### Problem to solve
Please copy the stretch from the start of the records through the line containing "column 244, row 84" word for word, leaving the pictures out.

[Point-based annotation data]
──────────

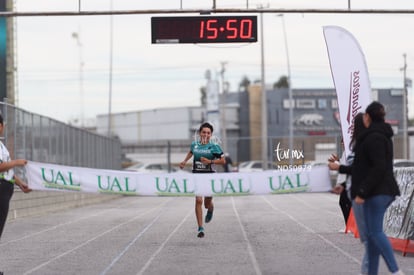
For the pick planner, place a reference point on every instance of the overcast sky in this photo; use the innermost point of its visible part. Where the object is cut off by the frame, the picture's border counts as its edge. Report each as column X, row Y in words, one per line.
column 147, row 76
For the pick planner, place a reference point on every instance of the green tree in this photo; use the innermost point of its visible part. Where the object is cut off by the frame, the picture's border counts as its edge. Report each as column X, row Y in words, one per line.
column 244, row 84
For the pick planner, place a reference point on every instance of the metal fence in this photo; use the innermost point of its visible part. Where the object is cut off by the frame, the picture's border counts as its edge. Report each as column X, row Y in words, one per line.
column 38, row 138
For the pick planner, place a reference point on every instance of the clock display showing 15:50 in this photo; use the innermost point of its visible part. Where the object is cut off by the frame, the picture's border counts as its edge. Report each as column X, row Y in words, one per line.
column 231, row 29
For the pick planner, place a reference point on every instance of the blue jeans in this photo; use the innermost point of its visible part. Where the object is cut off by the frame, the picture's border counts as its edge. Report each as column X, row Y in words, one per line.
column 378, row 243
column 363, row 235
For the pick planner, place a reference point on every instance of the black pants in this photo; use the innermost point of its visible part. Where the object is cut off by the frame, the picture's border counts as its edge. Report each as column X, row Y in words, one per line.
column 345, row 204
column 6, row 192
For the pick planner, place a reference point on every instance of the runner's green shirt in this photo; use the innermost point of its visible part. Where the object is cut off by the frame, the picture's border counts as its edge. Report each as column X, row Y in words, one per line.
column 210, row 151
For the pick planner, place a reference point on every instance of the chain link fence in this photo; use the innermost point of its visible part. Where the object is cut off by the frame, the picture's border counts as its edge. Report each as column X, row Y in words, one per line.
column 37, row 138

──────────

### Finished exercise
For the pick planner, place a reference point on every instance of the overcast sky in this photo; use the innermost point of its visible part. Where the object is cut off by the frame, the picture's border counts as its edge. Report each as column X, row Y in words, one per line.
column 147, row 76
For the pick planner, place a reference point on every instance of the green tree in this photo; use the innermost point of its visible part. Where the object is cut off by the frame, the picture's border counts as its edge. Report each as column X, row Y in words, one per line.
column 244, row 84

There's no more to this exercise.